=== TEXT SHOWN ===

Audit for live supervision

Sat Aug 16 11:19:27 UTC 2008

Hello Steve,

[ time descending, sequence number ascending problem ]

> What this indicates is that there was some recursion before the syscall
> triggered an event. The syscall context exists from sycall entry to exit.
> If during the middle a signal is delivered, the syscall is not finished.
> Instead it runs the signal handler associated with the signal. The signal
> handler might make syscalls which are then handled using the existing
> syscall context via linked list. When that occurs, the timestamp is not
> being updated. Not sure that is appropriate or why the original time really
> mattered. But that is what you are observing. My guess is SIGTERM is being
> delivered during another syscall.

That raised the following question to me: We have "entry" rules defined. When 
we saw that we get exit codes, the conclusion was that "entry" and "exit" are 
not different for every syscall. Can you confirm? 

And assuming that, indeed the may fork complete only after its has completed 
its signal handlers. The expectation would be that this is not an issue 
though, because the new process is inactive. Wrong assumption. The new 
process seemingly can already EXECVE with its fresh life, if the call of FORK 
is interrupted after the process exists.

Now that poses an interesting problem. I guess, what we are missing is that 
FORK should actually enter once and return up to _two_ times, and we need to 
handle and see traces of these. That way we would simply see FORK return with 
0 for the child before it does EXECVE, and so we would know who created it 
(ppid) and know that it exists.

I tried to change our rules to "exit,always" from "entry,always", but it 
didn't make a difference. Can you confirm that only one exit is traced and do 
you think audit can be enhanced to trace these extra exits of syscalls like 
FORK.

For every workaround, a SIGKILL signal towards the FORK making process would 
probably leave us even without a trace, forever possibly.

As for the signal at hand here, I think we have ant (gcj based Java) doing 
multi-threading (parallel building). That would be FORKs series with probably 
a SIGALARM or whatever they use to switch target execution without resorting 
to threading.

> > Seems like a bug? Can you have a look at it?
>
> I'll check on why we don't update the time stamp during syscall recursion.

Thanks a lot. I guess, the expectation could be that "exit" traces have the 
datation of the "exit" and not "entry".

===

▶ [TASKS AND EXERCISES]:
[1] Answer these questions about the post on audit for live supervision:
(a) Which signal does the quoted reply guess is being delivered during another syscall?
(b) What rule setting did the writer try in place of "entry,always"?
(c) What program does the writer think is doing multi-threading?
[2] Echo, word for word, everything in the audit post from "As for the signal" down to "to threading.".

=== INFORMATION SUPPLIED ===

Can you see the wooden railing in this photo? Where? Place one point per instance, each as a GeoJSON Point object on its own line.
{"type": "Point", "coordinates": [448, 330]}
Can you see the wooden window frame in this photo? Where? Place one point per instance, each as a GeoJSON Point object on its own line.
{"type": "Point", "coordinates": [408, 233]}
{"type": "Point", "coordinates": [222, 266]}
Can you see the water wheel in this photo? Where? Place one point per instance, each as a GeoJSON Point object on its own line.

===

▶ [EXPECTED RESULTS]:
[1]
(a) SIGTERM
(b) "exit,always"
(c) ant (gcj based Java)

[2]
As for the signal at hand here, I think we have ant (gcj based Java) doing 
multi-threading (parallel building). That would be FORKs series with probably 
a SIGALARM or whatever they use to switch target execution without resorting 
to threading.